··· TASK INPUTS
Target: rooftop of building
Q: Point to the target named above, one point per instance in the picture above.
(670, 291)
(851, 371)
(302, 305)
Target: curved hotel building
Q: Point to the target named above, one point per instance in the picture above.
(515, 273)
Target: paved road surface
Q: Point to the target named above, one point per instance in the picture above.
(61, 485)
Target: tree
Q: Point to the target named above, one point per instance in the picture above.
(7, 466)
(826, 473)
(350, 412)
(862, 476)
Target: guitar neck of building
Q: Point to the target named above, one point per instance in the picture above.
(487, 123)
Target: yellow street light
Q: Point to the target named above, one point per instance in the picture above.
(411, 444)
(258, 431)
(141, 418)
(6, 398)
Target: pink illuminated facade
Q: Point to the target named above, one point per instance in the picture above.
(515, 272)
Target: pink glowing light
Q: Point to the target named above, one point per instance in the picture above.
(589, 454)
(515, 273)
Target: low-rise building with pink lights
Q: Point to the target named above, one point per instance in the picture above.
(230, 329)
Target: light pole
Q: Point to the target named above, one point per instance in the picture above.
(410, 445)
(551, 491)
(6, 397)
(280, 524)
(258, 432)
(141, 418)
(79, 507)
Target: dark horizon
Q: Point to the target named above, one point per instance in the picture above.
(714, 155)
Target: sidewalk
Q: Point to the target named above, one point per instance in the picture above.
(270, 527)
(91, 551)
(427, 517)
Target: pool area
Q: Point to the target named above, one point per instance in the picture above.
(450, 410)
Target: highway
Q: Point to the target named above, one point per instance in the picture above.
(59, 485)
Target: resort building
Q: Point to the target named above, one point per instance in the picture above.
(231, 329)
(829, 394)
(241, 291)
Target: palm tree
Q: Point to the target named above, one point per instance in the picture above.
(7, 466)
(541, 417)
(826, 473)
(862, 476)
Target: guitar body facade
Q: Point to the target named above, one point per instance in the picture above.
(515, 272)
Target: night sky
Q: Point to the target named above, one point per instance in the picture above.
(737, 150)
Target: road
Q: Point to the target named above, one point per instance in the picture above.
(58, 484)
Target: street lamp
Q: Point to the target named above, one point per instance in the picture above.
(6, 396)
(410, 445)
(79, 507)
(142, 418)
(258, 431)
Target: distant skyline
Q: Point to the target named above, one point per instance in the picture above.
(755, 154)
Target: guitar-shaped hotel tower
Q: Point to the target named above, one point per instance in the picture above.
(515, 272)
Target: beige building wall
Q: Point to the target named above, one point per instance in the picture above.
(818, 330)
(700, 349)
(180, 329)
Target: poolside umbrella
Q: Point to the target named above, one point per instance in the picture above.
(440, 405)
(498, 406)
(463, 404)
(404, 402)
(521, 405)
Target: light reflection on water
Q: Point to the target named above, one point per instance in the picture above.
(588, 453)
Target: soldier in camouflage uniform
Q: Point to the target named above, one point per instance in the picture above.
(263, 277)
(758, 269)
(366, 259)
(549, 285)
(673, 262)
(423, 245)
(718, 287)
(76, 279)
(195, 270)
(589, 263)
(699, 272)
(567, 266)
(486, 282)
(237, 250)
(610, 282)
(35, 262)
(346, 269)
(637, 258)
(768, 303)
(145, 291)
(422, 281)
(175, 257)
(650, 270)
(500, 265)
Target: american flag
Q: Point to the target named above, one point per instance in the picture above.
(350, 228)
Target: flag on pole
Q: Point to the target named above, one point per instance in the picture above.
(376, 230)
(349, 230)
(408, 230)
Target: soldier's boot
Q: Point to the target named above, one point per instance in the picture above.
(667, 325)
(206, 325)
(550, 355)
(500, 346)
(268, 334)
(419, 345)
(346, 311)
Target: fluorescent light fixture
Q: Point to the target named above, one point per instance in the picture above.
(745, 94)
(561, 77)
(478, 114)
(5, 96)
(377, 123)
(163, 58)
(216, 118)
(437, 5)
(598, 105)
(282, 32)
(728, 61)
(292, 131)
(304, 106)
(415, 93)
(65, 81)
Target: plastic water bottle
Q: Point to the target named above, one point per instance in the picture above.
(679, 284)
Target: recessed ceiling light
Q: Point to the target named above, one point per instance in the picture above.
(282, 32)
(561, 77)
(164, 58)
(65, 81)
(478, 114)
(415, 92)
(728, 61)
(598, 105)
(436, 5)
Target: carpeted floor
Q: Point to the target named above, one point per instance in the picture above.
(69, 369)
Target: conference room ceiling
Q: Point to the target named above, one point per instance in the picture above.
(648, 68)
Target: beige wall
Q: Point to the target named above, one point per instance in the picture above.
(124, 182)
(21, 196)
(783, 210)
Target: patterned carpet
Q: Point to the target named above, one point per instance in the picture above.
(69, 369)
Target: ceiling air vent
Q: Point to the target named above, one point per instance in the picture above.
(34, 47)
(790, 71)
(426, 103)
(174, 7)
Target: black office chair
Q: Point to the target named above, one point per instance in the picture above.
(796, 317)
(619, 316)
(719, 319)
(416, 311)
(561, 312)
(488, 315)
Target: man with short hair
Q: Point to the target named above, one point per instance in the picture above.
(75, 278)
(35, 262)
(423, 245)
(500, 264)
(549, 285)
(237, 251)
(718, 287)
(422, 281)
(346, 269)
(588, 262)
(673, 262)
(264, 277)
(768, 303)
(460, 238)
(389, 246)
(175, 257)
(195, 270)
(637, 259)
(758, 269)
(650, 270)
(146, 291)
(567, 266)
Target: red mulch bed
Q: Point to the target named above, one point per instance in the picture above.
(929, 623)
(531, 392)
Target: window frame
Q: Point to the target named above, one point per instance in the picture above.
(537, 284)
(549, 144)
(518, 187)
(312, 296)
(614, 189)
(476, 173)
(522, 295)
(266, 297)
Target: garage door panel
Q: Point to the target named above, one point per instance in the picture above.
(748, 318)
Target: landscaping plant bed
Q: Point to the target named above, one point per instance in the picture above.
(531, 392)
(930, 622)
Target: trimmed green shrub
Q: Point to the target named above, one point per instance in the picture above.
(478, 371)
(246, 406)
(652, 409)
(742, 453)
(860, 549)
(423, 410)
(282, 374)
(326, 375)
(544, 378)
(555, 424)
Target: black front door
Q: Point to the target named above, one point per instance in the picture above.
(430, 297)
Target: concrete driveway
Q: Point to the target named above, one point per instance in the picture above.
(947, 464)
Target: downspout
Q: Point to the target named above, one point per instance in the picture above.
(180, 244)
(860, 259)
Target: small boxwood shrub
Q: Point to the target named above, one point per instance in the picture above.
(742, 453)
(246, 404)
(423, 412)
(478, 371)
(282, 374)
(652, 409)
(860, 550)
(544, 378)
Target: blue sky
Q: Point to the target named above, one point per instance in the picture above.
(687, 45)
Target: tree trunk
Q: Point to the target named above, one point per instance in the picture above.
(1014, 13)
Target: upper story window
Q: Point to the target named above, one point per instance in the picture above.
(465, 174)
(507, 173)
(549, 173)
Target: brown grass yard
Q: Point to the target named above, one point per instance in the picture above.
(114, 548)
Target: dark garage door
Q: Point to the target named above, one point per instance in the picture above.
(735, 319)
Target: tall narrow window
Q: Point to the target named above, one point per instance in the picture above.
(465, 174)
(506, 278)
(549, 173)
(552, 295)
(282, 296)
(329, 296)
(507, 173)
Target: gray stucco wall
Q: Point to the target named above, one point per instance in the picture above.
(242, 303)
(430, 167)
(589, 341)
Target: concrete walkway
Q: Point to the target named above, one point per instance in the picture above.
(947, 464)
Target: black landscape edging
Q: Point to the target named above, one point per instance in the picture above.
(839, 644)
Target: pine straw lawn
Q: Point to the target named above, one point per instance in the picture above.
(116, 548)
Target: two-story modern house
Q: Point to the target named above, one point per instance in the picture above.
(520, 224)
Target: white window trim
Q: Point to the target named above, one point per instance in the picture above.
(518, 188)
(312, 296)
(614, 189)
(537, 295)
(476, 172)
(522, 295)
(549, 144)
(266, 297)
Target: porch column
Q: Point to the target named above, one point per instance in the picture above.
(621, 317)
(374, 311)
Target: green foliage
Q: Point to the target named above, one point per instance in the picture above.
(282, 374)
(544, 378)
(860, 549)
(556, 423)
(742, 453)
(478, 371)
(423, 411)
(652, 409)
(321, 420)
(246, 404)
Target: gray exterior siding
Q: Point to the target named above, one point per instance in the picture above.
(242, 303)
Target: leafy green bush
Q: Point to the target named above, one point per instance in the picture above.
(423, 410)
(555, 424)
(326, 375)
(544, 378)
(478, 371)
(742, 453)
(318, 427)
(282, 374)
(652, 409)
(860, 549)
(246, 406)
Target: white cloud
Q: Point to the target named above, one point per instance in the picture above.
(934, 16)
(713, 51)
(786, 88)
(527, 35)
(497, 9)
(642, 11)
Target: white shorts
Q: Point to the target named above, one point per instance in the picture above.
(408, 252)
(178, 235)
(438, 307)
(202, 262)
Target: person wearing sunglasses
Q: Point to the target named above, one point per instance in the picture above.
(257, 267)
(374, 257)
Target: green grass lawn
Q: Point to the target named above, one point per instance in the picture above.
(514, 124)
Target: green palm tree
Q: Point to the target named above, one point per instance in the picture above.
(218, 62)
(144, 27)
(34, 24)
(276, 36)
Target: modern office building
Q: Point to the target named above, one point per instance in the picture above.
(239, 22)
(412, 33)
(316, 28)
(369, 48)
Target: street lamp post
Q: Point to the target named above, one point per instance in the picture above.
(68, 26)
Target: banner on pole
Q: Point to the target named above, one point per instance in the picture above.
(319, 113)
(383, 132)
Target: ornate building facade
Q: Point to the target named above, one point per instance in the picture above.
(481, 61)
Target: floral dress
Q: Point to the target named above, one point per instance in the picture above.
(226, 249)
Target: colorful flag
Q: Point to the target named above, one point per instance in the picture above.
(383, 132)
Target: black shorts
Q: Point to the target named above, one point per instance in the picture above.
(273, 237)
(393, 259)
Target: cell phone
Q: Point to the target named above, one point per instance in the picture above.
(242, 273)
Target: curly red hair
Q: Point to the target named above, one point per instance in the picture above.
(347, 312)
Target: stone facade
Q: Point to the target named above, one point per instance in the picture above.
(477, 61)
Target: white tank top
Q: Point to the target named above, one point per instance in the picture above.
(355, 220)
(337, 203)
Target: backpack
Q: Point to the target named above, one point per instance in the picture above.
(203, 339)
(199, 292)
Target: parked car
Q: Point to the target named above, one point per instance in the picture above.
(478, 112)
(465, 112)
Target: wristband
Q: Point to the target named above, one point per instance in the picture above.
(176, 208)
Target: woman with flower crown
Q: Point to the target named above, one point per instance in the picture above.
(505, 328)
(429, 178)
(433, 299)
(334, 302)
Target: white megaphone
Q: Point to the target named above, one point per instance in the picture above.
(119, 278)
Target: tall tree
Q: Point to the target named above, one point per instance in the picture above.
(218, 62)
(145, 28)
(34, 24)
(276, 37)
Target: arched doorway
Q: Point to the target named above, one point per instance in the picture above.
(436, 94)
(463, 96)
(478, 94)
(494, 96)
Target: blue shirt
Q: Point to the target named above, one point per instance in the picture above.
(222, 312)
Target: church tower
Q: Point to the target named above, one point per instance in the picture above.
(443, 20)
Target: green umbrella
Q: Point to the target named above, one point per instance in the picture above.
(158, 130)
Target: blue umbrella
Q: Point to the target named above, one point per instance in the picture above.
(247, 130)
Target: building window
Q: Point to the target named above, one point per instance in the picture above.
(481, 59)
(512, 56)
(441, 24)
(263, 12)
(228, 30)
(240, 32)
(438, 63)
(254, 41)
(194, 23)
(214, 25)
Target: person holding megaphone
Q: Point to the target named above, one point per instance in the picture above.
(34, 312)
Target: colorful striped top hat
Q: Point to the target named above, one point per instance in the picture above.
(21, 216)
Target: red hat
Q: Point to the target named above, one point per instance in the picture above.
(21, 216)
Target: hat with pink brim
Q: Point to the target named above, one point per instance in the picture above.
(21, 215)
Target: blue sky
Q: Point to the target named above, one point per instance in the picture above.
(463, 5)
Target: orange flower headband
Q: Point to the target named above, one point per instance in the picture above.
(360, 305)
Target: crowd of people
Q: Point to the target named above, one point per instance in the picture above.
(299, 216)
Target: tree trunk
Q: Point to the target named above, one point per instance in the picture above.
······
▶ _WORK INSTRUCTIONS_
Copy out the items above word for word, starting at the line that contains "Target: orange flower headband" and continuing through the final line of the items, with both of those lines included.

▶ _REPLY TO THE TASK_
Target: orange flower headband
Q: Point to the target named above, one point per instance in the picture above.
(360, 305)
Target: crowd of people
Q: Point to the target named above, one point per instance in the picture above.
(299, 216)
Target: tree trunk
Q: Point to the target named above, one point per instance in the picture above.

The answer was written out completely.